§ Set task
Please rewrite everything in the data from the line containing "else: point(442, 357)." down to the line containing "point(793, 532)", both ends included, scaling the point coordinates in the answers by 0.6 and rounding each to a whole number, with halves rounded up. Reproduce the other lines unchanged, including the sample point in the format instruction.

§ Supplied material
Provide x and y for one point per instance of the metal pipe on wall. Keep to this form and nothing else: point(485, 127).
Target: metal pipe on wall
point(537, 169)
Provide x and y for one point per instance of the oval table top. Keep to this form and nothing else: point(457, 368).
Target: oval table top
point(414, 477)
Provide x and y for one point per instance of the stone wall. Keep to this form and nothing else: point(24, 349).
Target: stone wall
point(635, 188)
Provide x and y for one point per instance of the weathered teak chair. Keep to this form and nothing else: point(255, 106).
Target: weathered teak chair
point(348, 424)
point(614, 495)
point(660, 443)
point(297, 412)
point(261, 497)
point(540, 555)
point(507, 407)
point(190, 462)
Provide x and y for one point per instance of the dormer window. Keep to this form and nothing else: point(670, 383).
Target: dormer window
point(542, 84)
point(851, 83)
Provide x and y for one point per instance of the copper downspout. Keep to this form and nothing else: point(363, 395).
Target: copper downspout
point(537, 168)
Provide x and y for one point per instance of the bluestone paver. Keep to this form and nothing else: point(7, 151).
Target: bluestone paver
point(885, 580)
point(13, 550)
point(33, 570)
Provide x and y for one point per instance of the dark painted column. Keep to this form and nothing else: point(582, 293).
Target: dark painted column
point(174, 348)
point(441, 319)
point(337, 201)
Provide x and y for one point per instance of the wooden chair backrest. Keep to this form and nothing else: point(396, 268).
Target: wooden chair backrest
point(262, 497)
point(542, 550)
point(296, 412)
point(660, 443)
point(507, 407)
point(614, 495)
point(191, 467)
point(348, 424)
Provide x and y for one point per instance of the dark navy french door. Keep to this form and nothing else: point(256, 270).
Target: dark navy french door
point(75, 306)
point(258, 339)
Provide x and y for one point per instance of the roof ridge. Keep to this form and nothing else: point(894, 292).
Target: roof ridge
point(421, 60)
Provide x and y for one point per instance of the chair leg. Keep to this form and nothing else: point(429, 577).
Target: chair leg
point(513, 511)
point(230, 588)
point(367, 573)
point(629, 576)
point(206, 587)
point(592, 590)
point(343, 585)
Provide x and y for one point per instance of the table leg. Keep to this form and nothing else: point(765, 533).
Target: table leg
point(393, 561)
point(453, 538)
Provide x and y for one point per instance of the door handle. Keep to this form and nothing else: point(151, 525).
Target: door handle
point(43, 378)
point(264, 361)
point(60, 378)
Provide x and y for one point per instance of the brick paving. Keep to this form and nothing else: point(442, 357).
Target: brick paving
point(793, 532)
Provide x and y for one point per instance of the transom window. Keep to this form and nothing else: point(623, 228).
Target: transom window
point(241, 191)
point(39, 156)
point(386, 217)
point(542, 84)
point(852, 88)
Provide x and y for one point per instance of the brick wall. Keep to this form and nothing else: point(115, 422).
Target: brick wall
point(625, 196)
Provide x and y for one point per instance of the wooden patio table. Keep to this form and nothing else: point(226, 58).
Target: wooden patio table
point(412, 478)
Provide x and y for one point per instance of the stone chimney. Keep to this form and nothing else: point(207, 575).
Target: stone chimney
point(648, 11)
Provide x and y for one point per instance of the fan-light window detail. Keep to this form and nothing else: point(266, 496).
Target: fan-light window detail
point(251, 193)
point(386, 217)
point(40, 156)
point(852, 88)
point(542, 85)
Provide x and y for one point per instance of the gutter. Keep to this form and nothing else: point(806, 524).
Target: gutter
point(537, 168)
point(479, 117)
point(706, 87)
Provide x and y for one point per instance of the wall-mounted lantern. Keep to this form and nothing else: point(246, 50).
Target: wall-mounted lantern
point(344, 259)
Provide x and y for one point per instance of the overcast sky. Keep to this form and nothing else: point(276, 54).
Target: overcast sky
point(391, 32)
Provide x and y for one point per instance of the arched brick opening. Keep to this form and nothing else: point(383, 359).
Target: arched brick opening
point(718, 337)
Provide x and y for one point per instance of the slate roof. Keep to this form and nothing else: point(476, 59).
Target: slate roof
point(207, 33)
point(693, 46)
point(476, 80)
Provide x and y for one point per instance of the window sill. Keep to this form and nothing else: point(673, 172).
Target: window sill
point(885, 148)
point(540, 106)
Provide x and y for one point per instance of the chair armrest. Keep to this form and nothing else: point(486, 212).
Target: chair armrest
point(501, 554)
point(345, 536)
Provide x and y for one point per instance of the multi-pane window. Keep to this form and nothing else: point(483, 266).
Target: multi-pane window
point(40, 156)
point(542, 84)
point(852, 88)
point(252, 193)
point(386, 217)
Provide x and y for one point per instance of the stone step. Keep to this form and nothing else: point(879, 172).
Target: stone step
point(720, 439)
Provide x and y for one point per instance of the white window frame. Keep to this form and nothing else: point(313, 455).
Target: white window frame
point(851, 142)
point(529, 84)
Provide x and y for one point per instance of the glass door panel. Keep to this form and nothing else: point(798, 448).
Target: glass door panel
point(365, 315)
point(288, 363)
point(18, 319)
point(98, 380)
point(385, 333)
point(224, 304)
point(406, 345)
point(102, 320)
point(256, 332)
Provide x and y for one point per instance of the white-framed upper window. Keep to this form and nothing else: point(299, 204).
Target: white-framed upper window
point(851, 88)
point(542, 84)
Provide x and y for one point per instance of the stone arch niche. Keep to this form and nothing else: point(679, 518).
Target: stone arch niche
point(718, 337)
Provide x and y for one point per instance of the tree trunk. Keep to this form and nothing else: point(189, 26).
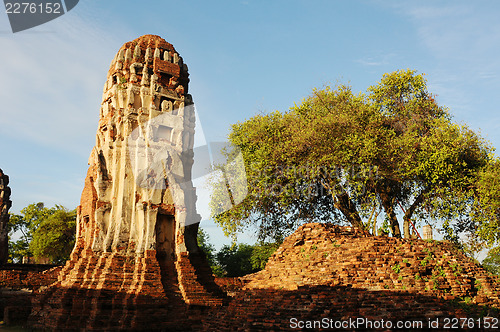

§ Full output
Provide x and y for one point per instance of the brick paving. Keep to this form and nothing else: point(442, 357).
Target: brick paving
point(476, 319)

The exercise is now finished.